WRITTEN REQUEST — Select each line of the records that includes the word "ridge", and copy those lines out.

MATERIAL —
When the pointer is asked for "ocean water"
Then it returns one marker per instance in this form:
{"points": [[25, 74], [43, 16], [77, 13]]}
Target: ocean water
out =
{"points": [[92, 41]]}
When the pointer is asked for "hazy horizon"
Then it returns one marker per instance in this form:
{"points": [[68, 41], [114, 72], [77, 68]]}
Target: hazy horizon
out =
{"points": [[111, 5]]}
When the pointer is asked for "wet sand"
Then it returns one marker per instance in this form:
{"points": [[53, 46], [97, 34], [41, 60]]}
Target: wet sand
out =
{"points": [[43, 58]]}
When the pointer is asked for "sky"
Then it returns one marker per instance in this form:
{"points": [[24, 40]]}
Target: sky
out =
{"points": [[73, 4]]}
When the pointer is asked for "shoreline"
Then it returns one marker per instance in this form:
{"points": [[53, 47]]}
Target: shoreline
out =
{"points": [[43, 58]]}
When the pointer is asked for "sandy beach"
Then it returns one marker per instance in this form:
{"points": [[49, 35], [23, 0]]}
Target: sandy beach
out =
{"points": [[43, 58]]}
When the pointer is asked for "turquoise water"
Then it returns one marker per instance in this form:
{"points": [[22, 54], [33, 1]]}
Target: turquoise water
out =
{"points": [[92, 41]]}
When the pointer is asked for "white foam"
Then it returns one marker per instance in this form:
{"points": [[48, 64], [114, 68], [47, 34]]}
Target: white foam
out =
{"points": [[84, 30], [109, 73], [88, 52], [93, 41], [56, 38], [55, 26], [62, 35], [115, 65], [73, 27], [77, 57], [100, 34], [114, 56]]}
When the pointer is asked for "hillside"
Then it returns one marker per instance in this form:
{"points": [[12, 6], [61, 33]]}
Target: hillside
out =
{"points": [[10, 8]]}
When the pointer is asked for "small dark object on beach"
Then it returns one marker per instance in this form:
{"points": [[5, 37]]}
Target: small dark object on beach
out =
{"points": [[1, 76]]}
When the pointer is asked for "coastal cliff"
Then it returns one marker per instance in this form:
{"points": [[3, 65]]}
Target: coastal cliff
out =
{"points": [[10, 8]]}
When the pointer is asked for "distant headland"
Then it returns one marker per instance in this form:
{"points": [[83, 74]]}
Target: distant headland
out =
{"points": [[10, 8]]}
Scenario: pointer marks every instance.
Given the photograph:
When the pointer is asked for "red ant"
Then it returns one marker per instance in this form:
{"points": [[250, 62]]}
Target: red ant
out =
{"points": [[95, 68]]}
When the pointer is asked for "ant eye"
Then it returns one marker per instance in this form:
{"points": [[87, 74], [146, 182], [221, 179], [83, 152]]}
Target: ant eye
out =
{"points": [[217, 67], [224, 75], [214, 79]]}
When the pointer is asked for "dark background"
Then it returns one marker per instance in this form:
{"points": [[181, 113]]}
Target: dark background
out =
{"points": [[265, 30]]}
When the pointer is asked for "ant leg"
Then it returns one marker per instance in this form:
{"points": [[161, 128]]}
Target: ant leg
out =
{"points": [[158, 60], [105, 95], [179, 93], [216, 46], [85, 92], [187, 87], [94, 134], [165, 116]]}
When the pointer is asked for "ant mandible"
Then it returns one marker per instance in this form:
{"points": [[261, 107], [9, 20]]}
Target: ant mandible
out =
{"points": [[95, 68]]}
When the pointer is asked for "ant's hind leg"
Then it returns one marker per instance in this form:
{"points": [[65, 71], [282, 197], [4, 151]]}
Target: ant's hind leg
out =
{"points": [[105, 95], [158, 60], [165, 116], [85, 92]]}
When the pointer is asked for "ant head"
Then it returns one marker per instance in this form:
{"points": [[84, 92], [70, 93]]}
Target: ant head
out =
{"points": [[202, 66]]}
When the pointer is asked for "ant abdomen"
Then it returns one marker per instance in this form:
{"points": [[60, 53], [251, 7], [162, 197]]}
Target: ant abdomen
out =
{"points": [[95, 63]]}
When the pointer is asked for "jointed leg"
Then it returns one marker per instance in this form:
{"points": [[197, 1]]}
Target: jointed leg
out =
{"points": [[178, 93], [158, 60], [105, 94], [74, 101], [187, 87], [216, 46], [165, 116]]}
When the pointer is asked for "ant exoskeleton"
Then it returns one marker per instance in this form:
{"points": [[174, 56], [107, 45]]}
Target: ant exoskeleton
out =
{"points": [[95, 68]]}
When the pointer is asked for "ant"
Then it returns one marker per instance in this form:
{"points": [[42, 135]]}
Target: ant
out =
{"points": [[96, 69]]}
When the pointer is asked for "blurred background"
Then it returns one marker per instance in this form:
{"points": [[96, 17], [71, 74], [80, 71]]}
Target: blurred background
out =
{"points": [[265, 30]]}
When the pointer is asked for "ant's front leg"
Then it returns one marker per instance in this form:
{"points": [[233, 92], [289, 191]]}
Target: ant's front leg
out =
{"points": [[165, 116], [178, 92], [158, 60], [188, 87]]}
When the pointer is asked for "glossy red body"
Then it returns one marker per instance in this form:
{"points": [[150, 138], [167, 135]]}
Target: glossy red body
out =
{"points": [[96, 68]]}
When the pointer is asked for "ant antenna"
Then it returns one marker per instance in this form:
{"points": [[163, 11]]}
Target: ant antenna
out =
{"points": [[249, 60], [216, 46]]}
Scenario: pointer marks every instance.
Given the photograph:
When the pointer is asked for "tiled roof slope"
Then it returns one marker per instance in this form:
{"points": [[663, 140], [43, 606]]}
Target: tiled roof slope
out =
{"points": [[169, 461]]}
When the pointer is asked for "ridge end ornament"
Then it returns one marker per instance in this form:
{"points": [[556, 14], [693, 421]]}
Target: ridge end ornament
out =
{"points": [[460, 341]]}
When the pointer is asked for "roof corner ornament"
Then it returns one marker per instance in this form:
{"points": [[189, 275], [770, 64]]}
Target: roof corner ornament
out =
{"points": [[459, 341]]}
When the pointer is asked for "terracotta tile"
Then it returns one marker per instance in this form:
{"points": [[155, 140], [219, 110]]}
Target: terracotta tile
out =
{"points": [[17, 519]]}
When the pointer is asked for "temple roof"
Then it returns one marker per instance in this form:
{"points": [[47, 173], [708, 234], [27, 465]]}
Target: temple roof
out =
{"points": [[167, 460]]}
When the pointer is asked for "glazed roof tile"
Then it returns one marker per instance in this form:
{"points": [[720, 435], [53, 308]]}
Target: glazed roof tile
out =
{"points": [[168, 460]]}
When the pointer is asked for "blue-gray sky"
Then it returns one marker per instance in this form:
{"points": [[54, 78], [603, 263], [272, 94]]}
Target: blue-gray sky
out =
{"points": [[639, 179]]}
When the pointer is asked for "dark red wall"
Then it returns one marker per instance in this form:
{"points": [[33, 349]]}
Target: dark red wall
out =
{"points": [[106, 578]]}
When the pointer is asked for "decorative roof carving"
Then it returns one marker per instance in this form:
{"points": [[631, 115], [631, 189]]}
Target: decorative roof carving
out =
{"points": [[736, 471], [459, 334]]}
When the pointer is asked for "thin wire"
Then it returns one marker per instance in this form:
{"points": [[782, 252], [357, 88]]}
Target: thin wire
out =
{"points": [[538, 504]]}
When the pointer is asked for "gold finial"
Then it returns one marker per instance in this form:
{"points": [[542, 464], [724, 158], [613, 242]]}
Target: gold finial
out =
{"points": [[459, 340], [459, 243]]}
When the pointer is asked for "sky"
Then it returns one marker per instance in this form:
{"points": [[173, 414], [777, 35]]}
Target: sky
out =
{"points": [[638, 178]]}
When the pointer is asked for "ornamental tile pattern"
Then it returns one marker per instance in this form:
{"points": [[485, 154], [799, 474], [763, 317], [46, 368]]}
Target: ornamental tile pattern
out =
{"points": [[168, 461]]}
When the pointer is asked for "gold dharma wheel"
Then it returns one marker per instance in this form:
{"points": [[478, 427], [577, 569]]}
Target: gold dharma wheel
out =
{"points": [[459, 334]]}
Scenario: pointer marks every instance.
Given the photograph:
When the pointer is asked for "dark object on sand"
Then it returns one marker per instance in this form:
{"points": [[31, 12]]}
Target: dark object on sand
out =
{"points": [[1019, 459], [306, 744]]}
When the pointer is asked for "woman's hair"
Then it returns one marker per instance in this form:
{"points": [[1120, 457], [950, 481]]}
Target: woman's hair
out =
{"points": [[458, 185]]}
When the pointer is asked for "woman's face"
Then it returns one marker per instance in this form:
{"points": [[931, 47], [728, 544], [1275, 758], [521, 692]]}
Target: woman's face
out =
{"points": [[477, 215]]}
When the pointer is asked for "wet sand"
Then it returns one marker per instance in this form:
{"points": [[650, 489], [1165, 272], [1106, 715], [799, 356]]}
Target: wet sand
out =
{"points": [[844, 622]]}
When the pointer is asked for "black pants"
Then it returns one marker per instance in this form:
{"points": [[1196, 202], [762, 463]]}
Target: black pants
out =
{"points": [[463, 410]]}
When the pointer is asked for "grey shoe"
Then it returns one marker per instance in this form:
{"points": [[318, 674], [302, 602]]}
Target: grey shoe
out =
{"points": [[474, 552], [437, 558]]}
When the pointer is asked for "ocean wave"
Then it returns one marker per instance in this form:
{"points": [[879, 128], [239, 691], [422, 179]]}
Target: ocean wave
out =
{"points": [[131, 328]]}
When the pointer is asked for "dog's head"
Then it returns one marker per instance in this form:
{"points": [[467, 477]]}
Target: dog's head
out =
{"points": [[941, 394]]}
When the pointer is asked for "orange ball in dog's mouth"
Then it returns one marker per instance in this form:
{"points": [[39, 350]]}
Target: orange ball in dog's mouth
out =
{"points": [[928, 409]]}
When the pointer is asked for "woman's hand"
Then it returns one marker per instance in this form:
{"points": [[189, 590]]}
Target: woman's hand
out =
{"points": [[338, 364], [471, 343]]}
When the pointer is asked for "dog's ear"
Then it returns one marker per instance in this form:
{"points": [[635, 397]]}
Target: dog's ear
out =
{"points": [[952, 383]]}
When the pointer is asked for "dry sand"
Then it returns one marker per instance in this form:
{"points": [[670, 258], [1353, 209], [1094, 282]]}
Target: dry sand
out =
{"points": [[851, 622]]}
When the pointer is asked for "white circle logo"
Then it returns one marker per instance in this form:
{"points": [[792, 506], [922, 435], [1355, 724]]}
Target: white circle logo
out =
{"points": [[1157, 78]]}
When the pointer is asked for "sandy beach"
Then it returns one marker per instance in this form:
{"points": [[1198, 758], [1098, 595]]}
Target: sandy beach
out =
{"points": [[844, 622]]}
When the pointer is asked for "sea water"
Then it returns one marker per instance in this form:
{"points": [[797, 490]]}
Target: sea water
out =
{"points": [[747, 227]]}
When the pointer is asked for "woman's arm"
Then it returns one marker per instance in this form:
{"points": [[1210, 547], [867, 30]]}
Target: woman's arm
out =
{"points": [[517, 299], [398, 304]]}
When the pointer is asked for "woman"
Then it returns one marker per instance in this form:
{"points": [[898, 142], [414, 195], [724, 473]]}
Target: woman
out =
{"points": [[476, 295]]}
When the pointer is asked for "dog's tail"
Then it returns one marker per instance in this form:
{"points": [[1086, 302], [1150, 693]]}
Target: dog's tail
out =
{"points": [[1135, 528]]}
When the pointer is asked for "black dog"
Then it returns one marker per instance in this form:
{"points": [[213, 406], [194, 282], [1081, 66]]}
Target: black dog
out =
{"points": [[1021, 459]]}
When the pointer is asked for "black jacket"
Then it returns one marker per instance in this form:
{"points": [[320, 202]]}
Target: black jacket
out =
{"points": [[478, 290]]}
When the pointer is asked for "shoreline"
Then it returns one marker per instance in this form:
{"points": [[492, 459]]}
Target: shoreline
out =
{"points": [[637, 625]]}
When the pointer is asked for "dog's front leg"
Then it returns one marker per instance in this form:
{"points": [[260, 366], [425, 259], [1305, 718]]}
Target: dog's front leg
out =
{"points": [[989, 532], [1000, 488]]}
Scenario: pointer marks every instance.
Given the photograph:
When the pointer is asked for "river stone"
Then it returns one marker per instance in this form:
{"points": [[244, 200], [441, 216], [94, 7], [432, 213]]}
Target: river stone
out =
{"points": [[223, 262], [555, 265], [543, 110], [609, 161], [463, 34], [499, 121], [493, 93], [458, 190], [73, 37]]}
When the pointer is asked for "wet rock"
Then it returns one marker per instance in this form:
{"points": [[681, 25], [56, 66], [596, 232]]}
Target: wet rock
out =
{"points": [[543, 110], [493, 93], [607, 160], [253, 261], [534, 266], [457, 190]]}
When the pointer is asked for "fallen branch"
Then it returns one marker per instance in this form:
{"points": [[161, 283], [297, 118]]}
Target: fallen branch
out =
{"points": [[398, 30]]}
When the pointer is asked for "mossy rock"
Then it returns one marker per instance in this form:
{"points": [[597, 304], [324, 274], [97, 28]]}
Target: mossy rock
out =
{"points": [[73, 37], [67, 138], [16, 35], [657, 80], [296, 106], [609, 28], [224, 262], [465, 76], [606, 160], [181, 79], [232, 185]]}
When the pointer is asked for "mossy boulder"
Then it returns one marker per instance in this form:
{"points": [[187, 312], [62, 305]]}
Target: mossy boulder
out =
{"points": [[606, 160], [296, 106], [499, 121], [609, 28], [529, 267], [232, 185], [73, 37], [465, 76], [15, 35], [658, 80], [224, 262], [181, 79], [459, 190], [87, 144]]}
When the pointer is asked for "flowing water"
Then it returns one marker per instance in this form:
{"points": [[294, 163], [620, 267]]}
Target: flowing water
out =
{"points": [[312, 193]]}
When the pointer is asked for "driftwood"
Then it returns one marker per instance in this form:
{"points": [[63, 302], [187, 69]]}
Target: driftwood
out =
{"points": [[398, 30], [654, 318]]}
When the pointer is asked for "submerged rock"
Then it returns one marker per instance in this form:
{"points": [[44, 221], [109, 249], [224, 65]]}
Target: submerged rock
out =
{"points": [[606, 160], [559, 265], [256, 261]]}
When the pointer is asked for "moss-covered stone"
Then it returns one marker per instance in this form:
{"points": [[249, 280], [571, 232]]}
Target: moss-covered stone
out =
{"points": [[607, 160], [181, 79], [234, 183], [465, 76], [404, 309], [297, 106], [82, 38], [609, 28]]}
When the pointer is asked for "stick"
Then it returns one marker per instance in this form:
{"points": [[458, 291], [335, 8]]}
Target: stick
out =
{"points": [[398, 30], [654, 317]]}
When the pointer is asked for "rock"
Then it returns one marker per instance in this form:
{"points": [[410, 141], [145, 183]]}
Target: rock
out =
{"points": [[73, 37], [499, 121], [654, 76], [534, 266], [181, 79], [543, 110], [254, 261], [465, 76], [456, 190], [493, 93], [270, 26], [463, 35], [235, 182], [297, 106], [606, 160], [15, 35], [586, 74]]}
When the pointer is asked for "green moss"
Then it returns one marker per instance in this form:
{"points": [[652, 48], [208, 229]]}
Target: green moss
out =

COMPLETED EXERCISE —
When the pointer is asked for "ridge end ornament"
Target: ridge end ornament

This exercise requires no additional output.